Divers incidents lui ont fait prendre conscience de la nécessité d’avancer sur ce sujet. Comme ces élèves de 3e qui s’amusaient à faire visionner des vidéos porno à des « petits » de 6e, dans les toilettes du collège. Ou ces récits d’agressions sexuelles qui l’ont marquée, avec, dit-elle, de la part des élèves, « une forme de banalisation de la violence ».

Une expression reprise mot pour mot par Evelyne Dorvaut, qui exerce le même métier dans le département. « Les adolescents sont comme coupés en deux, analyse-t-elle, avec des relations plutôt cordiales dans la vraie vie et une part d’ombre sur les réseaux sociaux. Les “ta gueule salope” ou “t’es qu’un gros suceur” ne sont pas rares. Ils les emploient très jeunes, avant même leur entrée dans la sexualité. »

La question du consentement

L’exposition précoce aux contenus pornographiques n’est pas sans conséquence. « Elle peut provoquer les mêmes effets que l’exhibition sexuelle, avec le risque que ça donne une tonalité anxiogène à la sexualité », explique la psychologue et sexologue Cécile Miele. « Les notions de découverte et de limites sont fondamentales dans la sexualité des enfants, la pornographie les fragilise », souligne aussi la psychothérapeute Hélène Romano, qui voit arriver dans son cabinet des enfants exposés, dit-elle, à des « images hautement traumatogènes », et des « parents perdus ». Chez des jeunes « biberonnés » à l’exposition des corps et des sexes, c’est la possibilité de dire « ça ne me plaît pas, j’arrête », « ça me gêne, j’arrête » qui peut être remise en cause, expliquent les thérapeutes.

Autre point sur lequel les experts insistent : les conditions de cette exposition à la pornographie et le fait qu’elle puisse relever d’une démarche volontaire… ou non. Les données dévoilées par l’Arcom, qui estime à cinquante minutes par mois la durée moyenne d’exposition des 11-17 ans, battent – en partie – en brèche l’idée de « clics involontaires ».

Sauf que l’exposition des enfants plus jeunes (avant 10 ans) échappe au panel statistique. Or cette exposition, parfois « par des pairs » (camarades plus âgés, cousins, fratrie…), alarme les psychologues qui vont jusqu’à parler d’« effraction psychique ».

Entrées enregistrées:
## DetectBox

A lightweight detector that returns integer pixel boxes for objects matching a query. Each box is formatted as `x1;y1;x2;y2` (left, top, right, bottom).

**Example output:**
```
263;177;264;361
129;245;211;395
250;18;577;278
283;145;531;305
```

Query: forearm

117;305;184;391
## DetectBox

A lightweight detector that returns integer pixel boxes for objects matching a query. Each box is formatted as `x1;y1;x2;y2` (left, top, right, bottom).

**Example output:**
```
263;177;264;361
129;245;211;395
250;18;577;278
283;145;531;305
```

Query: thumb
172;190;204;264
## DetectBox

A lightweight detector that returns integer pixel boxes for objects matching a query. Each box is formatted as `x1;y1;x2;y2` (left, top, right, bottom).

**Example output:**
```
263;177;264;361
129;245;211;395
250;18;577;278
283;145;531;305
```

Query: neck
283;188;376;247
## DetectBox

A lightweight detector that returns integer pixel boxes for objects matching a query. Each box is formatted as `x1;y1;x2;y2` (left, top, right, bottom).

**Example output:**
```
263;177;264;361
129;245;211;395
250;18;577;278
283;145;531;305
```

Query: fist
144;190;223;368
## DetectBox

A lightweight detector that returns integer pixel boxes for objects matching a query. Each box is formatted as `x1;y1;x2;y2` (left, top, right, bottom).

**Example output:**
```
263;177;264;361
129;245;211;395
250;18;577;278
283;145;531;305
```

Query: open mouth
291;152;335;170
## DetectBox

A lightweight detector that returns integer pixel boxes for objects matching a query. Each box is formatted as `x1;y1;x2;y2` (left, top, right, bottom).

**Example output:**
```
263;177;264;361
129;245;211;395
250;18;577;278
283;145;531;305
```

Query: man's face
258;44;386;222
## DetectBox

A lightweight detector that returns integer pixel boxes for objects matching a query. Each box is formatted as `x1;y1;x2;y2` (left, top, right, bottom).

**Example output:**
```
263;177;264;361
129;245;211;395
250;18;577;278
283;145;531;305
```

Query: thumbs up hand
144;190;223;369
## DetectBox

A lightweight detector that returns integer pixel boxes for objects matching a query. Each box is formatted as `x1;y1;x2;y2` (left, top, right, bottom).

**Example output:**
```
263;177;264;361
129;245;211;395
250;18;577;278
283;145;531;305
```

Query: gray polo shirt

TRAVAIL DEMANDÉ:
- 1) Recopiez tout le passage de l'extrait sur l'exposition des enfants à la pornographie, depuis « L’exposition précoce aux » jusqu'à « expliquent les thérapeutes. » inclus.
- 2) Prolongez l'extrait sur l'exposition des enfants à la pornographie en reprenant juste après sa dernière phrase.

RÉPONSES PAR TÂCHE:
- 1)
L’exposition précoce aux contenus pornographiques n’est pas sans conséquence. « Elle peut provoquer les mêmes effets que l’exhibition sexuelle, avec le risque que ça donne une tonalité anxiogène à la sexualité », explique la psychologue et sexologue Cécile Miele. « Les notions de découverte et de limites sont fondamentales dans la sexualité des enfants, la pornographie les fragilise », souligne aussi la psychothérapeute Hélène Romano, qui voit arriver dans son cabinet des enfants exposés, dit-elle, à des « images hautement traumatogènes », et des « parents perdus ». Chez des jeunes « biberonnés » à l’exposition des corps et des sexes, c’est la possibilité de dire « ça ne me plaît pas, j’arrête », « ça me gêne, j’arrête » qui peut être remise en cause, expliquent les thérapeutes.

- 2)
Quand des « cas » arrivent jusqu’aux cabinets médicaux, un dialogue à trois se noue « entre le jeune, le parent présent, le praticien », explique le professeur Philippe Binder, membre du Collège de la médecine générale et spécialiste des adolescents. « C’est souvent le parent inquiet qui s’exprime. Il est assez rare que les ados en parlent spontanément, ils ont du mal à trouver les mots. Le tabou persiste, et c’est une partie du problème », ajoute-t-il.

Pédiatre dans la banlieue bordelaise, Catherine Salinier n’hésite pas, elle, à poser la question directement à ses jeunes patients, au moment de la puberté : « Est-ce que tu as déjà vu des films porno ? » « Rares sont ceux qui répondent non, dit-elle. Et quand je leur explique que ce n’est pas comme dans la vraie vie, que c’est du spectacle, et que ce n’est pas très beau à voir, la plupart me répondent qu’ils sont au courant, qu’ils savent faire la différence… Si on ne peut pas empêcher certaines choses (la place d’Internet dans la vie des jeunes et la diffusion d’images pornographiques)on peut empêcher la mauvaise interprétation et la mauvaise compréhension des choses », défend celle qui est aussi l’ancienne présidente de l’Association française de pédiatrie ambulatoire.

A condition d’agir le plus en amont possible. « Or quand on découvre, en consultation, que l’isolement ou des idées noires d’un enfant recoupent une problématique d’accès à la pornographie, c’est qu’on arrive déjà trop tard, relève Christèle Gras Le Guen, présidente de la société française de pédiatrie. Pour être une bonne “vigie”, il faut pouvoir porter un message positif et bienveillant sur la sexualité. » Un travail de prévention qu’elle espère porter à l’occasion d’« assises », attendues, de la pédiatrie.